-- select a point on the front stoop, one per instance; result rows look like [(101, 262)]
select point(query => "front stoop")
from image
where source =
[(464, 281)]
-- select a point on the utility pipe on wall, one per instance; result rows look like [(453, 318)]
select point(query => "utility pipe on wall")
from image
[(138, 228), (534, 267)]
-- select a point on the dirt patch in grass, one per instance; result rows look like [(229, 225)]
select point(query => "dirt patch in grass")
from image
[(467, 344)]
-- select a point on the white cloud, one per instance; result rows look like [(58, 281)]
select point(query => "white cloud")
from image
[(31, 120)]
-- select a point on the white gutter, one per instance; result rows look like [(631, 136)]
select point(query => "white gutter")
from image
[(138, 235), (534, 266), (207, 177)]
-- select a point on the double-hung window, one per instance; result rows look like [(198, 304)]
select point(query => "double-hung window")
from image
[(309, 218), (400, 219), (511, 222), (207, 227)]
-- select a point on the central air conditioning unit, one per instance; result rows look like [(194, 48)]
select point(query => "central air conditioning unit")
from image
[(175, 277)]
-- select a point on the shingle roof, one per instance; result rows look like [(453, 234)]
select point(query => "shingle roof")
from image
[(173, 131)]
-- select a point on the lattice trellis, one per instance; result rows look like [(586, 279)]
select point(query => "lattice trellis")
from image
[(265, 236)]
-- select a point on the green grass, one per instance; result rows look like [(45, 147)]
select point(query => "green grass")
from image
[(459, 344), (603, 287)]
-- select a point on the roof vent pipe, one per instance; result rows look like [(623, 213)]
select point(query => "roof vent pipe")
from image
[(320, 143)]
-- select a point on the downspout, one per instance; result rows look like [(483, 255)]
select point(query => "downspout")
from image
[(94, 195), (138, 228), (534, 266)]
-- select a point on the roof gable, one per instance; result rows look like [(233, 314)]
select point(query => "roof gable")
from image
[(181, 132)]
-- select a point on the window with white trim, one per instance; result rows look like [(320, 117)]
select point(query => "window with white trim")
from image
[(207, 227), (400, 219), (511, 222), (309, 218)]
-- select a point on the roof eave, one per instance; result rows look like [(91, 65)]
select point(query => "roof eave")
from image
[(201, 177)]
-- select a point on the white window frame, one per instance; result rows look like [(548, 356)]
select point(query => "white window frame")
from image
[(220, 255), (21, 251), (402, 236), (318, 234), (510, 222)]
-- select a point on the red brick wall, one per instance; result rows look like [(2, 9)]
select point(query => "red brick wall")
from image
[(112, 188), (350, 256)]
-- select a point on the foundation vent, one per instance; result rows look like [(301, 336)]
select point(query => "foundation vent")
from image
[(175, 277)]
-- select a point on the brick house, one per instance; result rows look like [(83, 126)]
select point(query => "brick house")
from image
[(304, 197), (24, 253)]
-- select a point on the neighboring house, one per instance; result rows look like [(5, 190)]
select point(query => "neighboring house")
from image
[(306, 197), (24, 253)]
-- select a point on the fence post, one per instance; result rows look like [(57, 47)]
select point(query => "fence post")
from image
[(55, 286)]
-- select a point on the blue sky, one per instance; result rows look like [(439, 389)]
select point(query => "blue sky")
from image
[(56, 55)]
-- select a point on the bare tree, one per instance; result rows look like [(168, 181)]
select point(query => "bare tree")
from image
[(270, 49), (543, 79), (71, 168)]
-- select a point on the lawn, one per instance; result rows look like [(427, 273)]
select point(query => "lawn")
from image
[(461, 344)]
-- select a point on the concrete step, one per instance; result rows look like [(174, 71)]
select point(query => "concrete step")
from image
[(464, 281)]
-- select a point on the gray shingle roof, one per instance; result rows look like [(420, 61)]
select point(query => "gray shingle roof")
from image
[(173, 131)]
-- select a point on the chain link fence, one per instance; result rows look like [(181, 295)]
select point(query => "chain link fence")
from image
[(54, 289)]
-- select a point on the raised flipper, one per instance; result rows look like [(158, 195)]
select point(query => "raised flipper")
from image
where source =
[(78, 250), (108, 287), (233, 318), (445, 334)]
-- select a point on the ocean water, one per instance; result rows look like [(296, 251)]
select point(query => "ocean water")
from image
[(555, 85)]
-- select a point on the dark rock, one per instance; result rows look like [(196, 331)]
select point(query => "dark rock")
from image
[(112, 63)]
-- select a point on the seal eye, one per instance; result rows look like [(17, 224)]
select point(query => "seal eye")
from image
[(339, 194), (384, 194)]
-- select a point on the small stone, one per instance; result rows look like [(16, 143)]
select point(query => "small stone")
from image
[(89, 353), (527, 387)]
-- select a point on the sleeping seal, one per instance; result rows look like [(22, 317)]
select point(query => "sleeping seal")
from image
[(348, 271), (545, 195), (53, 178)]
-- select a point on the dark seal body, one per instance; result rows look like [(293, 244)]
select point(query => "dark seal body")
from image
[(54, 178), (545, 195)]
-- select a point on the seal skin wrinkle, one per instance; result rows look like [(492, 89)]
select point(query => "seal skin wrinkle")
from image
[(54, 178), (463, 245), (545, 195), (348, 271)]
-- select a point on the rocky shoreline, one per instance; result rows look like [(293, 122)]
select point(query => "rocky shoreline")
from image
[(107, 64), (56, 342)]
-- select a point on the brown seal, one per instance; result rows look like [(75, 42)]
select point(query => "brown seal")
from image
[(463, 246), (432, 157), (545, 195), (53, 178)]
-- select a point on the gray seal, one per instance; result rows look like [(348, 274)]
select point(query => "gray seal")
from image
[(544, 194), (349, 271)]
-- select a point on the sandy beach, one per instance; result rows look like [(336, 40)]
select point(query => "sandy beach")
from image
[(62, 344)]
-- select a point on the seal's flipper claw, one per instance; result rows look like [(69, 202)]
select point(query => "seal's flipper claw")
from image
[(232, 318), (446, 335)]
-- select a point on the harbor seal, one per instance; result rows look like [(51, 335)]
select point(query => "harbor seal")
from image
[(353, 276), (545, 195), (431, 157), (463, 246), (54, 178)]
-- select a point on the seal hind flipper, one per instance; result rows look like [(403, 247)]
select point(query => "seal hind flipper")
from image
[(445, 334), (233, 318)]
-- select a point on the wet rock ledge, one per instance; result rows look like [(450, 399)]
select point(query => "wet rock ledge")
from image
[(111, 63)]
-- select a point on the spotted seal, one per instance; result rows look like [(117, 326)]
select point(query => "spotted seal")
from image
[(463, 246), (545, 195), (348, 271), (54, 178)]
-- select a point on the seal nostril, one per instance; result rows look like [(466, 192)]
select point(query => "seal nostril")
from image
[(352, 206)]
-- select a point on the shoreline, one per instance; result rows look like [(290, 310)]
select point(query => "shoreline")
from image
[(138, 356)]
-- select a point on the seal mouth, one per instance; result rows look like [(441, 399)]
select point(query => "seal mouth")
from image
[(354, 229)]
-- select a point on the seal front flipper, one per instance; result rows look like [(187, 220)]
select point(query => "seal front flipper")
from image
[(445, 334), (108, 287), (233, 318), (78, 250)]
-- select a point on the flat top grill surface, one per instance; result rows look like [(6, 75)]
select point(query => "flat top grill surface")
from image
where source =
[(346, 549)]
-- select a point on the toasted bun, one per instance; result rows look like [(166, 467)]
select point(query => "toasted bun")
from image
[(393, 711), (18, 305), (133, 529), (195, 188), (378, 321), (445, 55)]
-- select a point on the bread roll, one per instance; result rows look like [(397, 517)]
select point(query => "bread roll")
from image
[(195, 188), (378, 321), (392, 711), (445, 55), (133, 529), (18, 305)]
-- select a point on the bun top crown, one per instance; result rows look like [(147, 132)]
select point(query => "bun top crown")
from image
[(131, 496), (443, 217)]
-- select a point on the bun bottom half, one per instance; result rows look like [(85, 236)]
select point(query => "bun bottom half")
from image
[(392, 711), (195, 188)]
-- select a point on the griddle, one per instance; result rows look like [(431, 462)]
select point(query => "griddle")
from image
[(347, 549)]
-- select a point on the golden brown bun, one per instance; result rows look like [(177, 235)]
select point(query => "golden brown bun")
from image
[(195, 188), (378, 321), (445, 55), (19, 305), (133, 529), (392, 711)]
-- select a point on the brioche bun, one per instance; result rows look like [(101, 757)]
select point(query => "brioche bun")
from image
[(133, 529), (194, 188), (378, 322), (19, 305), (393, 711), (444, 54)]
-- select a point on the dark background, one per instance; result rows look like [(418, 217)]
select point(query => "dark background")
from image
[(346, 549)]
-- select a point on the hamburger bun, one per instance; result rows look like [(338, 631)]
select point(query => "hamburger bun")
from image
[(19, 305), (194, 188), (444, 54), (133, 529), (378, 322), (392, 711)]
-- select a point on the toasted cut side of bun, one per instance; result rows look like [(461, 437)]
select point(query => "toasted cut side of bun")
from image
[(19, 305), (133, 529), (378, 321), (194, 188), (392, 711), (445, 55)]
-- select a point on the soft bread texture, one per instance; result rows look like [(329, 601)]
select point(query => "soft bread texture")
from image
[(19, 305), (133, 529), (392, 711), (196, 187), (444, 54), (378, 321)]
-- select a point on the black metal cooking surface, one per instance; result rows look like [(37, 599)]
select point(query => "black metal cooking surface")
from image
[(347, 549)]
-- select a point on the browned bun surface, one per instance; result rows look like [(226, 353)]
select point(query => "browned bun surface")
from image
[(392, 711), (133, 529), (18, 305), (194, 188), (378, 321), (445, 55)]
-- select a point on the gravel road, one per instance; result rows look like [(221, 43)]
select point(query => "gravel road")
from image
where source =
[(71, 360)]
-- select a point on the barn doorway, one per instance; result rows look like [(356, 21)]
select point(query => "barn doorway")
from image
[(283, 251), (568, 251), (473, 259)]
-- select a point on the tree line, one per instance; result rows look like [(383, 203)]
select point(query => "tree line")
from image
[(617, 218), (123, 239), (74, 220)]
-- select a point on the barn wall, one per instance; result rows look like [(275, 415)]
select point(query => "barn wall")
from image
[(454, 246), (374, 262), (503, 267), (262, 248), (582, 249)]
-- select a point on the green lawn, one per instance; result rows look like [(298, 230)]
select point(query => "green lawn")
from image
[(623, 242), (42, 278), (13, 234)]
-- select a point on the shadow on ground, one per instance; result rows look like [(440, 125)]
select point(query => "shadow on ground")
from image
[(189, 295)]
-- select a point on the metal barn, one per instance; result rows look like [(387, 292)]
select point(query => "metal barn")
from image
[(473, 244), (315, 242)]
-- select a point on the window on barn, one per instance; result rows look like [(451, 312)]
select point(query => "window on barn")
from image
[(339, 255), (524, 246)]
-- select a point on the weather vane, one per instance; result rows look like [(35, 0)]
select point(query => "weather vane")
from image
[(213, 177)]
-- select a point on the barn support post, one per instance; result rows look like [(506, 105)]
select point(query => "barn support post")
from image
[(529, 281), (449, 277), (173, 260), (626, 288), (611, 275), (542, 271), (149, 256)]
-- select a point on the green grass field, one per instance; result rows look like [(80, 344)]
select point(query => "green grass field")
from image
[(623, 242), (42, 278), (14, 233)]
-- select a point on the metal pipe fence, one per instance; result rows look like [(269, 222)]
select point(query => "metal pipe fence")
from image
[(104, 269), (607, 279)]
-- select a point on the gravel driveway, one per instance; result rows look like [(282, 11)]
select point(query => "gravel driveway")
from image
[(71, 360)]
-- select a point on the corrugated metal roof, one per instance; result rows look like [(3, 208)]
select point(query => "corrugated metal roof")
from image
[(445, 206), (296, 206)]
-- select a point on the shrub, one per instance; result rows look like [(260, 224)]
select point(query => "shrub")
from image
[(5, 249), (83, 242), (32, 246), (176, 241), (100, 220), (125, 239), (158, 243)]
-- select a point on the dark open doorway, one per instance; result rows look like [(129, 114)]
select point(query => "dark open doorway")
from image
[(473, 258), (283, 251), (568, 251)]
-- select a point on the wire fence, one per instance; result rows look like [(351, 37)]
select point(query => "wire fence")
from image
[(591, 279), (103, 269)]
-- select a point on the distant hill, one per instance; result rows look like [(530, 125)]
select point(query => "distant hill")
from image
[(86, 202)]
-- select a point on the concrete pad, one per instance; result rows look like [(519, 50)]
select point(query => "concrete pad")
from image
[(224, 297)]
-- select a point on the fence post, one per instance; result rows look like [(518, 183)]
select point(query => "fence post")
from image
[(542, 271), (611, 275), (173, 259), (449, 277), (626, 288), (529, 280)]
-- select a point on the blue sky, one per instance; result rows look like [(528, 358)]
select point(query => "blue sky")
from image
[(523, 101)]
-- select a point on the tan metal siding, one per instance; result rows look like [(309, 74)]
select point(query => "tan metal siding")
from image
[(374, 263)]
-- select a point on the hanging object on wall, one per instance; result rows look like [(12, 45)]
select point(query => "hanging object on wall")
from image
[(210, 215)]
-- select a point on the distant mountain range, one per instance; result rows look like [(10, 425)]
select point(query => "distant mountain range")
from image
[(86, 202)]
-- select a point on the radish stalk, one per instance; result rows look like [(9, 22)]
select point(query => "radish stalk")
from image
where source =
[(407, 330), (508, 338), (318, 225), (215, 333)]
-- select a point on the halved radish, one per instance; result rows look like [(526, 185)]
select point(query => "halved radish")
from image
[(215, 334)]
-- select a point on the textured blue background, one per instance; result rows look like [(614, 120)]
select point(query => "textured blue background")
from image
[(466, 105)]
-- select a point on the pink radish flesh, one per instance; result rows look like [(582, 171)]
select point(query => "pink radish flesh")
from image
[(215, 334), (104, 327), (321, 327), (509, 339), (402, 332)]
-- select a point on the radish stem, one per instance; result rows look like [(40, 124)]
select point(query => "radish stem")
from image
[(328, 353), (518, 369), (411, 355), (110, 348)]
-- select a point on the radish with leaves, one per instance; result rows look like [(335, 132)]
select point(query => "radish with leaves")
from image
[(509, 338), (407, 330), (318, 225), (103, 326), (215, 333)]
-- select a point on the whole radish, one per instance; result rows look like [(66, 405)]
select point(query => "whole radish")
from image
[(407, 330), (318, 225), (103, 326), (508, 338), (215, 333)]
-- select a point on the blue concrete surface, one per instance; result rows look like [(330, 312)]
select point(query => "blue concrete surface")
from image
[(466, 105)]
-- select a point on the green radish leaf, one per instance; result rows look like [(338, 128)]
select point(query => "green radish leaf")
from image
_ _ _ _
### TASK OBJECTIVE
Could you reproduce the entries above word for word, from the very first line through the line holding "[(320, 143)]", with both of those lines included?

### SOLUTION TO THIS TASK
-- select a point on the front stoop, one per instance; result rows look like [(101, 262)]
select point(query => "front stoop")
from image
where source =
[(464, 281)]
-- select a point on the utility pipe on wall, one per instance; result rows look like [(453, 318)]
select point(query => "utility pipe on wall")
from image
[(138, 228), (534, 267)]
-- select a point on the dirt patch in grass, one per instance; result rows look like [(229, 225)]
select point(query => "dirt patch in grass")
from image
[(467, 344)]
-- select a point on the white cloud, one per instance; result rows look like [(58, 281)]
select point(query => "white cloud")
from image
[(31, 120)]
-- select a point on the white gutter, one per instance; result rows look like [(631, 136)]
select point(query => "white gutter")
from image
[(138, 235), (534, 266), (207, 177)]
-- select a point on the double-hung window, one per instance; result rows look like [(198, 304)]
select point(query => "double-hung window")
from image
[(309, 218), (400, 219), (511, 222), (207, 227)]
-- select a point on the central air conditioning unit, one per instance; result rows look like [(194, 48)]
select point(query => "central air conditioning unit")
from image
[(175, 277)]
-- select a point on the shingle roof, one per instance; result rows look like [(453, 234)]
select point(query => "shingle roof")
from image
[(173, 131)]
-- select a point on the lattice trellis, one per instance; result rows look like [(586, 279)]
select point(query => "lattice trellis")
from image
[(265, 236)]
-- select a point on the green grass, one per instance; result rows look like [(45, 147)]
select point(query => "green grass")
from image
[(459, 344), (603, 287)]
-- select a point on the roof vent pipe, one per instance; result rows look like [(623, 213)]
select point(query => "roof vent pipe")
from image
[(320, 143)]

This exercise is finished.